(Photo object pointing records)
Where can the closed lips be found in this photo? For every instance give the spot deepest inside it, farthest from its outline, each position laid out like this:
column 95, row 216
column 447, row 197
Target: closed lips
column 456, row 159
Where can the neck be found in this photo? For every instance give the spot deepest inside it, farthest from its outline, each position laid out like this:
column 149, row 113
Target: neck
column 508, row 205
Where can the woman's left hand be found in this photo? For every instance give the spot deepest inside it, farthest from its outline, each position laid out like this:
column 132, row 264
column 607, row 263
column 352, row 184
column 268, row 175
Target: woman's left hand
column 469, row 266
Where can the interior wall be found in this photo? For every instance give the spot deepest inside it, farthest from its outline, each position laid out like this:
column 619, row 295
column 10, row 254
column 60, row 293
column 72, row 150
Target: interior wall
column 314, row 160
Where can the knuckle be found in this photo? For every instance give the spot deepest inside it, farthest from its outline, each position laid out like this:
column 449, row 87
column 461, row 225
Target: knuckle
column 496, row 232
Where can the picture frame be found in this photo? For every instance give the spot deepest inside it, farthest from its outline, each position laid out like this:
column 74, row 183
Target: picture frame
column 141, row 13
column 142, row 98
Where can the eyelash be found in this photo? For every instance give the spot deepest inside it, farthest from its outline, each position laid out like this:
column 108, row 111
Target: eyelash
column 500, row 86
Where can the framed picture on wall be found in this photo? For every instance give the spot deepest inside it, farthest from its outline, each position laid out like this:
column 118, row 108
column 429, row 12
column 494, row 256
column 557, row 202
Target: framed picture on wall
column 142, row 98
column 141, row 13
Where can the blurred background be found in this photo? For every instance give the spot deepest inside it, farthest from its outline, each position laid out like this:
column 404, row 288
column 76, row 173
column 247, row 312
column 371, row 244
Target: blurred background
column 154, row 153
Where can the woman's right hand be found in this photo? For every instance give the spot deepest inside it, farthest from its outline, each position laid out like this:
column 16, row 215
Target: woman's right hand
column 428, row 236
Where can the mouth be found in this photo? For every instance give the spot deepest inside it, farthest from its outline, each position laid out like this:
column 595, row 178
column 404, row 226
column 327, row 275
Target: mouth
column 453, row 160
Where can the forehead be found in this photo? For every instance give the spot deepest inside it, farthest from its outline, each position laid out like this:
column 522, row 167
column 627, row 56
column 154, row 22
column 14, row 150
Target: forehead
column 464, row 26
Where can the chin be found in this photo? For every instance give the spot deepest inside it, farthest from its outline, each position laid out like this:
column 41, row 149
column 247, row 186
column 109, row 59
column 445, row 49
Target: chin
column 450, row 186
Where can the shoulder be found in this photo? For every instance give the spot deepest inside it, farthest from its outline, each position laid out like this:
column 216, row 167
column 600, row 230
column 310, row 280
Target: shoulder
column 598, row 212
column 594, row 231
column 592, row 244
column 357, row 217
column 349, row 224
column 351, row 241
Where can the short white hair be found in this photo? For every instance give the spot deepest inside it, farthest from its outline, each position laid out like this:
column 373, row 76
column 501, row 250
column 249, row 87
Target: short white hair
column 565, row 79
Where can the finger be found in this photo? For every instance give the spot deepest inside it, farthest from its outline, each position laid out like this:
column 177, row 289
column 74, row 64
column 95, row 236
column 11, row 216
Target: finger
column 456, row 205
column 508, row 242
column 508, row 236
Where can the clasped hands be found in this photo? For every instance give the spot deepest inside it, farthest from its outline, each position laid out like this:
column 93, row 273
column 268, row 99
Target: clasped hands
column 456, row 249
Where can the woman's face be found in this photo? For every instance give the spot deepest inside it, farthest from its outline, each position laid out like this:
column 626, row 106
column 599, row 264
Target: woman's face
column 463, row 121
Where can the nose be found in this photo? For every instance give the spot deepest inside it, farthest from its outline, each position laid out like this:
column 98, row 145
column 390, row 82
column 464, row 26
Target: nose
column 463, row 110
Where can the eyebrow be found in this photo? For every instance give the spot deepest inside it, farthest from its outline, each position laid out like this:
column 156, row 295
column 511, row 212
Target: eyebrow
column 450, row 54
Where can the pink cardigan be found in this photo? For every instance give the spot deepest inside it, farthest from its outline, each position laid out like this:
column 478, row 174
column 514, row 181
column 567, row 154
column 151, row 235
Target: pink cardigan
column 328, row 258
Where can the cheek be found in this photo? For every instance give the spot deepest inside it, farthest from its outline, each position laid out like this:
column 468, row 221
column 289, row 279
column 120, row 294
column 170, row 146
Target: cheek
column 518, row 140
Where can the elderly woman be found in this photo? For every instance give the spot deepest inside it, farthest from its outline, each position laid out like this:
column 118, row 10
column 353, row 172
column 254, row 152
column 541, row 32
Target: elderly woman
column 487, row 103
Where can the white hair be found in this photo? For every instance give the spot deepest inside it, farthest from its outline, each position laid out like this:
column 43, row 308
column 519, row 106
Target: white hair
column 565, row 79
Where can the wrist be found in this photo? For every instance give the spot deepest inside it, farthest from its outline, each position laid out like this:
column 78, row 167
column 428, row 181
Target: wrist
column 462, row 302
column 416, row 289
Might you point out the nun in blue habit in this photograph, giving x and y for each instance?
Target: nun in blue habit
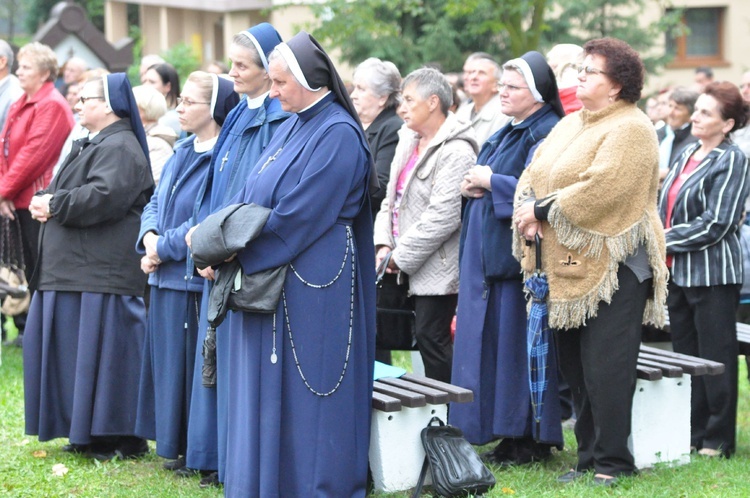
(87, 321)
(300, 380)
(245, 134)
(490, 355)
(169, 352)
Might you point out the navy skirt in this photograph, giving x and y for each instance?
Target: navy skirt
(167, 374)
(82, 362)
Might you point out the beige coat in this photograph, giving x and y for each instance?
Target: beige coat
(430, 210)
(599, 172)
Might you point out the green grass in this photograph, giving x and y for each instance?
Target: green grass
(26, 465)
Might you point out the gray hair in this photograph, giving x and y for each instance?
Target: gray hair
(427, 82)
(382, 77)
(484, 56)
(276, 55)
(7, 52)
(42, 57)
(243, 41)
(684, 96)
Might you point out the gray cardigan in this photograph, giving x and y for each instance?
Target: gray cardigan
(430, 210)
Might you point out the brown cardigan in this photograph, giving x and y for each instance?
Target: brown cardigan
(598, 171)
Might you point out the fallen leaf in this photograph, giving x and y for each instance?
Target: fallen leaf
(59, 470)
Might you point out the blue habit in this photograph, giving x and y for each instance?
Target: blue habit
(244, 136)
(82, 358)
(285, 440)
(169, 349)
(489, 354)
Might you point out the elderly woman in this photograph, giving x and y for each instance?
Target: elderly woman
(87, 321)
(246, 132)
(591, 193)
(34, 132)
(490, 347)
(675, 136)
(300, 389)
(164, 78)
(701, 205)
(152, 106)
(376, 95)
(420, 219)
(167, 375)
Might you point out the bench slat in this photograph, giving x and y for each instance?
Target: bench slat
(433, 396)
(690, 367)
(385, 403)
(407, 398)
(648, 373)
(685, 361)
(714, 367)
(457, 394)
(671, 371)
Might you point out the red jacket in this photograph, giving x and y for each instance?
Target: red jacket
(31, 140)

## Request
All of the data above should be quoted exactly, except for the pictures.

## Worked answer
Where can the closed lips be found in this photo? For every instance give the spot deepest inside it, farthest from its outline, each position laid out like this:
column 95, row 216
column 447, row 197
Target: closed lips
column 456, row 159
Where can the neck be found in this photo? For every instance give the spot deepest inside it, farthest from its outline, each position laid out like this:
column 149, row 113
Target: neck
column 508, row 205
Where can the woman's left hand be found in this photo? For every instance give the spot deepest inside it, farthest from its outline, each position laid out like this:
column 132, row 264
column 607, row 263
column 352, row 184
column 268, row 175
Target: woman's left hand
column 469, row 266
Where can the interior wall be found in this photo? For every instance give the spot deepest inside it, farthest from its outline, each position laid out like this:
column 619, row 295
column 10, row 254
column 60, row 293
column 72, row 150
Target: interior wall
column 314, row 160
Where can the knuckle be found in this photo? For every instance give the spot deepest inside it, farthest from its outline, each position laid out like this:
column 449, row 87
column 461, row 225
Target: knuckle
column 496, row 232
Where can the picture frame be found in this photo? For every instance give the spot deepest inside it, farthest from its outline, each position laid out like this:
column 74, row 183
Target: picture frame
column 141, row 13
column 142, row 98
Where can the eyelash be found in this photo? For every instance give the spot deepest inside it, farthest from its outline, each position laid out like this:
column 108, row 111
Target: eyelash
column 500, row 86
Where can the framed picture on wall be found in this photo? For every instance give the spot deepest inside it, farthest from its outline, each position laid out like this:
column 118, row 108
column 429, row 12
column 494, row 256
column 557, row 202
Target: framed picture on wall
column 142, row 98
column 141, row 13
Where can the blurred background be found in this photo? For every instance give the spot deepest inside it, farthest from its outline, each position laid out like this:
column 404, row 288
column 76, row 173
column 247, row 312
column 371, row 244
Target: blurred background
column 154, row 153
Where can the woman's right hand be found in this photo? For every instance give the spot deepest inside it, farthest from its outline, each position laid out like this:
column 16, row 215
Target: woman's right hand
column 428, row 236
Where can the mouth be found in this photo? For every instance give the spot deepest inside it, farthest from its outline, each position laid out like this:
column 595, row 178
column 404, row 226
column 327, row 275
Target: mouth
column 453, row 160
Where can the forehead be found in this photo? For every instance give the spot deepest inside it, farthest from its outline, each position laid out like this:
column 522, row 167
column 627, row 56
column 154, row 22
column 14, row 150
Target: forehead
column 464, row 26
Where can the chin be found in this photo? For every instance give the spot deepest inside it, farthest from its outline, each position laid out like this:
column 41, row 149
column 247, row 186
column 109, row 59
column 445, row 49
Target: chin
column 450, row 186
Where can the shoulder be found in this photo? For every instance give the spot deepest inside it, farthest from its outline, each position laid out like this:
column 216, row 167
column 600, row 230
column 310, row 280
Target: shoulder
column 598, row 212
column 594, row 231
column 592, row 244
column 357, row 217
column 349, row 224
column 351, row 241
Where can the short white hair be found in this photo? For every instance give the spot deepest inside it, farthest from its outline, each position laid out like this:
column 373, row 76
column 501, row 250
column 249, row 87
Target: short white hair
column 565, row 79
Where can the finger be found in this photo? For every instance give the spot deepest inside it, farthest from its outline, each position laid out like this:
column 177, row 289
column 74, row 64
column 95, row 236
column 11, row 216
Target: finger
column 456, row 205
column 508, row 242
column 508, row 236
Where can the clasped hands be found in this photo? For every instance give the spot deepest inside it, farthest from its outline, each position laid out like this:
column 93, row 273
column 268, row 99
Target: clasped hands
column 456, row 249
Where can the woman's face be found in this photo? For every instance give the spot deepest inside it, farthest from its outline, each position laid out like this:
column 626, row 106
column 599, row 264
Target: woman's face
column 463, row 121
Where can the nose be found in this photo? For every instance give the spot deepest inside it, farthest from its outline, each position laid out like this:
column 98, row 145
column 390, row 82
column 464, row 26
Target: nose
column 463, row 110
Where can the eyebrow be found in this photo? For every instance give the spot deepest inside it, farthest from its outline, each position laid out like this:
column 156, row 295
column 511, row 212
Target: eyebrow
column 450, row 54
Where can the pink cardigan be found in this photo? For every instance give the spot deepest inside it, farthest from its outline, each position laid out like this:
column 478, row 174
column 514, row 181
column 567, row 154
column 151, row 235
Target: pink cardigan
column 328, row 258
Where can the cheek be found in this photo? For every instance give the spot deepest inside it, farthest from its outline, each position laid out like this:
column 468, row 221
column 289, row 279
column 120, row 294
column 170, row 146
Target: cheek
column 518, row 140
Where can the elderly woman be found in this photo? For every instance give the spot deepest inside it, farthest from its outline, each position laid out like this:
column 118, row 10
column 353, row 172
column 254, row 152
column 541, row 32
Target: elderly woman
column 487, row 103
Where can the white hair be found in this photo? For every instance give the spot deepest inside it, farthest from its outline, each position laid out like this:
column 43, row 308
column 519, row 106
Target: white hair
column 565, row 79
Where can the wrist be found in this photo? For every instance give the spot deepest inside it, farthest from its outline, each position laid out like this:
column 78, row 167
column 428, row 181
Target: wrist
column 462, row 302
column 416, row 289
Might you point out the nun in blue habit in this photograph, giving x and y for each instance?
Target: nun in blue habit
(87, 321)
(300, 380)
(245, 134)
(490, 355)
(169, 352)
Might you point out the navy skirt in this photograph, giving x and y for each instance?
Target: navy skirt
(167, 374)
(82, 362)
Might you point out the beige coat in this photograph, giving x and y for each instance?
Target: beige coat
(430, 210)
(599, 172)
Might you point out the green grass in this photograph, giving x and y for each instance?
Target: green grass
(26, 465)
Might you point out the gray hair in this photograph, giving x and y for each instance?
Target: gray hair
(427, 82)
(382, 77)
(484, 56)
(276, 55)
(7, 52)
(42, 57)
(243, 41)
(684, 96)
Might you point out the gray cardigan in this photograph, giving x and y for each instance?
Target: gray cardigan
(430, 210)
Might you point out the brown cardigan in this photograph, giving x and y for each instance?
Target: brown cardigan
(598, 171)
Might you point out the fallen leaf in this photograph, giving x and y for each instance?
Target: fallen leaf
(59, 470)
Might you point out the blue habit in this photograph, giving x and y for each instance?
Target: blue habit
(244, 136)
(82, 358)
(285, 440)
(169, 349)
(489, 354)
Might you point out the elderly woman in this photograph, giving x and y for each instance?
Target: elderly woman
(87, 321)
(246, 132)
(591, 193)
(34, 132)
(490, 347)
(675, 136)
(300, 389)
(164, 78)
(701, 205)
(152, 106)
(376, 95)
(420, 219)
(167, 375)
Might you point out the bench slat in this photograph, giving x and y for each instance?
Target: bench slat
(433, 396)
(690, 367)
(385, 403)
(407, 398)
(648, 373)
(685, 361)
(714, 367)
(457, 394)
(671, 371)
Might you point out the red jacket in this photograph, giving x and y for each instance?
Target: red jacket
(31, 140)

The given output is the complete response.